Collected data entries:
^^^^
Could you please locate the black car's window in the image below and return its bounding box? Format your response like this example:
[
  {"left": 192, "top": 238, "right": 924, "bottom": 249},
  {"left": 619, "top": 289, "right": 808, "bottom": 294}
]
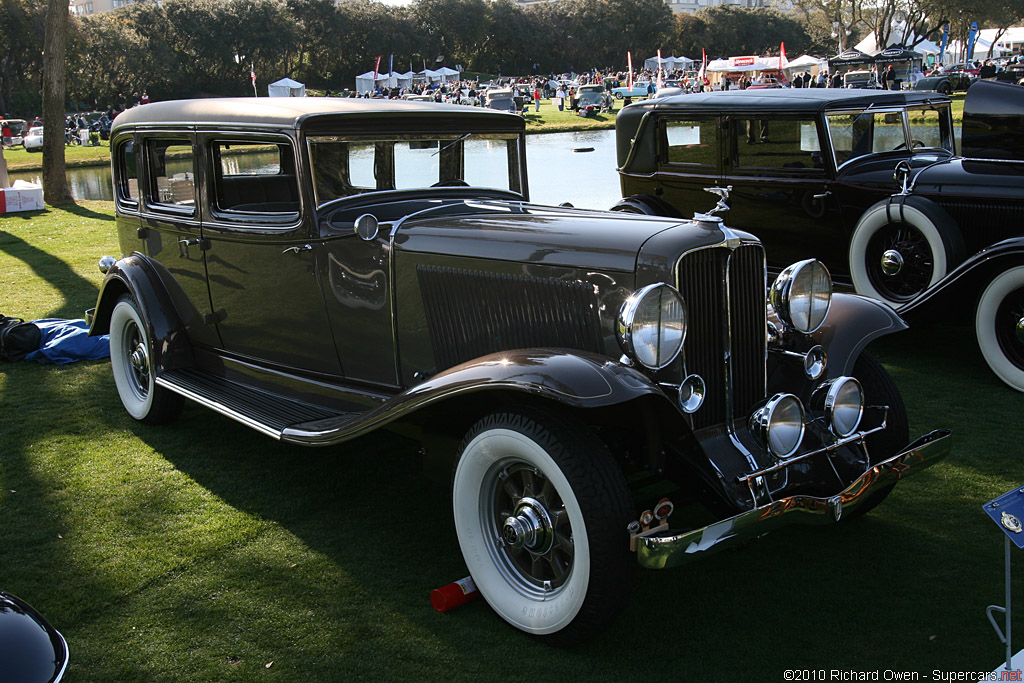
[
  {"left": 827, "top": 111, "right": 903, "bottom": 166},
  {"left": 663, "top": 119, "right": 716, "bottom": 168},
  {"left": 114, "top": 139, "right": 139, "bottom": 205},
  {"left": 210, "top": 140, "right": 299, "bottom": 220},
  {"left": 905, "top": 106, "right": 952, "bottom": 151},
  {"left": 145, "top": 139, "right": 195, "bottom": 212},
  {"left": 732, "top": 118, "right": 824, "bottom": 173},
  {"left": 308, "top": 133, "right": 522, "bottom": 207}
]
^^^^
The finished copy should match the data above word for word and contain no pictures.

**Expected answer:**
Could you please locate the black car's window in the image below and return its bounding box? Format your response like this example:
[
  {"left": 192, "top": 238, "right": 924, "bottom": 249},
  {"left": 619, "top": 289, "right": 808, "bottom": 294}
]
[
  {"left": 827, "top": 111, "right": 903, "bottom": 166},
  {"left": 663, "top": 119, "right": 716, "bottom": 168},
  {"left": 114, "top": 139, "right": 139, "bottom": 205},
  {"left": 210, "top": 140, "right": 299, "bottom": 220},
  {"left": 905, "top": 106, "right": 952, "bottom": 151},
  {"left": 145, "top": 139, "right": 195, "bottom": 212},
  {"left": 732, "top": 118, "right": 824, "bottom": 173},
  {"left": 308, "top": 133, "right": 522, "bottom": 207}
]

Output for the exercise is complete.